** Opening Task material block **

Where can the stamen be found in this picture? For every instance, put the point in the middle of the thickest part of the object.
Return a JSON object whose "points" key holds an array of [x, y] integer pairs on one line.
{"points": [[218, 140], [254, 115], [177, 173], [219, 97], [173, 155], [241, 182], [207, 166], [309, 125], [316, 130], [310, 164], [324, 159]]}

** Closing Task material block **
** Opening Task material block **

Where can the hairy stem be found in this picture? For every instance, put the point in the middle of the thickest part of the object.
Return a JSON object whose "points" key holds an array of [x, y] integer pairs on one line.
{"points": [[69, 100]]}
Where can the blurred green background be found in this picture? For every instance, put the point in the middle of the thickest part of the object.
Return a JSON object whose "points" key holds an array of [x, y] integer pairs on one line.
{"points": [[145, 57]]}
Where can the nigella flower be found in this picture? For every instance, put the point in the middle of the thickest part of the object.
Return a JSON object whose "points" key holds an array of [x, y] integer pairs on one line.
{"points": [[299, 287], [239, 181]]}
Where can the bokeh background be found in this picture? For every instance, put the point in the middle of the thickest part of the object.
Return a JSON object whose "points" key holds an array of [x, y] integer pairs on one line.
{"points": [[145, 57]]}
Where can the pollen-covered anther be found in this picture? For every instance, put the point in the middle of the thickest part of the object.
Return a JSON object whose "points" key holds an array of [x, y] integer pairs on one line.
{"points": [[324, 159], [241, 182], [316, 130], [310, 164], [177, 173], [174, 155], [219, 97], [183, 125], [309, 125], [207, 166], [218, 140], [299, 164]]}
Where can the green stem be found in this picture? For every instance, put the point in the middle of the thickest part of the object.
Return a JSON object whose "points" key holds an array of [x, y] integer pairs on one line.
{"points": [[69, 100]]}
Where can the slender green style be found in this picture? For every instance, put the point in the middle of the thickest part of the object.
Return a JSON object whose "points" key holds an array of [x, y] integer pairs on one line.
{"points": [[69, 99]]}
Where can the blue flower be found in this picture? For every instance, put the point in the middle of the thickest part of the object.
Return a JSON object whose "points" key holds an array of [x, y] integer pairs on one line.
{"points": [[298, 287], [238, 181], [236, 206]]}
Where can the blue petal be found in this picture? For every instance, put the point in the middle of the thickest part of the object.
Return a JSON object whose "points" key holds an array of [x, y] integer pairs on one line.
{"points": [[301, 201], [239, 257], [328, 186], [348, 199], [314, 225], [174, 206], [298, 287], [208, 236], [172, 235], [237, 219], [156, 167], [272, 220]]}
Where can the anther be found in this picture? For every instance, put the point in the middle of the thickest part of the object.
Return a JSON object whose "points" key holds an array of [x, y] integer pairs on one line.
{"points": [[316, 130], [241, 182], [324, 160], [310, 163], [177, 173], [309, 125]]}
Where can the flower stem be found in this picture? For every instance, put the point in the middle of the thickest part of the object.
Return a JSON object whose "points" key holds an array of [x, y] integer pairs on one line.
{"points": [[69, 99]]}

** Closing Task material block **

Requirement:
Report the count of lines in the listing above that include "background", and nothing more.

Exercise solution:
2